- [Task details]:
Your reply should consist solely of the number of lines in the data that contain "boot".

[Referring expression data]
▬▬▬▬▬▬▬▬▬▬

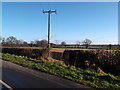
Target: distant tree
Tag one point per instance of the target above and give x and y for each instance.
(11, 40)
(25, 42)
(63, 43)
(110, 46)
(87, 42)
(44, 43)
(78, 43)
(38, 43)
(19, 42)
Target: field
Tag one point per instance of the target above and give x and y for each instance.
(58, 68)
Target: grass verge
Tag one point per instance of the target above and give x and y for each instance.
(75, 74)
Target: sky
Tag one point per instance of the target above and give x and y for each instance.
(74, 21)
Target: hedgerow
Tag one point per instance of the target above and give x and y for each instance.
(75, 74)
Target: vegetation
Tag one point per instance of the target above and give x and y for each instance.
(108, 61)
(79, 75)
(87, 42)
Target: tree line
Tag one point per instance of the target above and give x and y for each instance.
(12, 41)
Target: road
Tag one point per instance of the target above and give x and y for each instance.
(16, 76)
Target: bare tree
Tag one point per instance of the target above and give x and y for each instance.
(87, 42)
(3, 41)
(110, 46)
(78, 43)
(11, 40)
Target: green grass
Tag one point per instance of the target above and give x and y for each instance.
(75, 74)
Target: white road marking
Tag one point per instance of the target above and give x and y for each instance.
(6, 85)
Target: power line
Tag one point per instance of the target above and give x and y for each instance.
(49, 12)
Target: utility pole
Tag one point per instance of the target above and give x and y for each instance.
(49, 12)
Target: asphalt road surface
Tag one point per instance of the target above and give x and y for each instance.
(16, 76)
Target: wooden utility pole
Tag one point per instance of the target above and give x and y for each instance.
(49, 12)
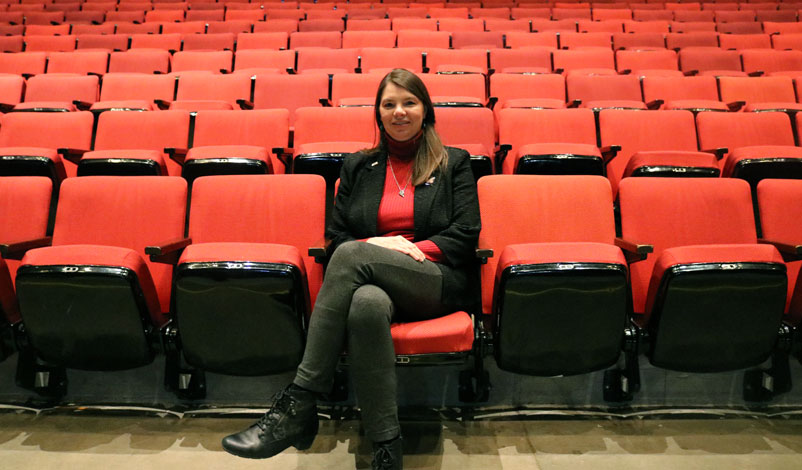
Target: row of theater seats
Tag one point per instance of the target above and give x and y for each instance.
(618, 143)
(202, 41)
(529, 60)
(178, 12)
(120, 280)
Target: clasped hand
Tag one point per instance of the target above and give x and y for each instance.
(400, 244)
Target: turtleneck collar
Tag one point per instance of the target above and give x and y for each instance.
(403, 150)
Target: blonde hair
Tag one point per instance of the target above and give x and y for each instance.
(431, 153)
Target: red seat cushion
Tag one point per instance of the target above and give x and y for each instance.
(451, 333)
(65, 105)
(699, 254)
(99, 255)
(758, 152)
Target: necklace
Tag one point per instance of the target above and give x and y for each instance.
(392, 172)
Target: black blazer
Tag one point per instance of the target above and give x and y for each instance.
(446, 212)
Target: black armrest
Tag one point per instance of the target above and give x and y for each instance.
(177, 155)
(82, 105)
(72, 155)
(483, 254)
(654, 104)
(718, 152)
(285, 156)
(16, 250)
(633, 252)
(610, 152)
(501, 155)
(789, 252)
(167, 252)
(736, 105)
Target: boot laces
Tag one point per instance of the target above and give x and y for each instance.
(282, 404)
(383, 458)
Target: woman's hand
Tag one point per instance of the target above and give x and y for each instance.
(400, 244)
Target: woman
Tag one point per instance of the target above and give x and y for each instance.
(402, 239)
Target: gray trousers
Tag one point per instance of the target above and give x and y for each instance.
(365, 288)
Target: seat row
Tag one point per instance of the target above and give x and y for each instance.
(539, 59)
(120, 280)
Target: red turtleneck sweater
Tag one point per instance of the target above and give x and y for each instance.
(396, 213)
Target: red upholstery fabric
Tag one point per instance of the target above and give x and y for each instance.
(670, 158)
(734, 130)
(672, 212)
(685, 255)
(540, 209)
(127, 212)
(758, 152)
(519, 127)
(150, 155)
(96, 255)
(276, 209)
(64, 130)
(638, 131)
(144, 131)
(779, 202)
(8, 298)
(448, 334)
(24, 209)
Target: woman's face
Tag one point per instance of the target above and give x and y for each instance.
(401, 113)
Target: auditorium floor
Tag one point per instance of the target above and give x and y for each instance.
(74, 441)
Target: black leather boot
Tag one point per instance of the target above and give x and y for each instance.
(388, 455)
(291, 421)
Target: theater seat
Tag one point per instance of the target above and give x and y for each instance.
(556, 285)
(92, 300)
(710, 299)
(245, 285)
(24, 209)
(237, 142)
(779, 201)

▬▬▬▬▬▬▬▬▬▬

- [Solution to the problem]:
2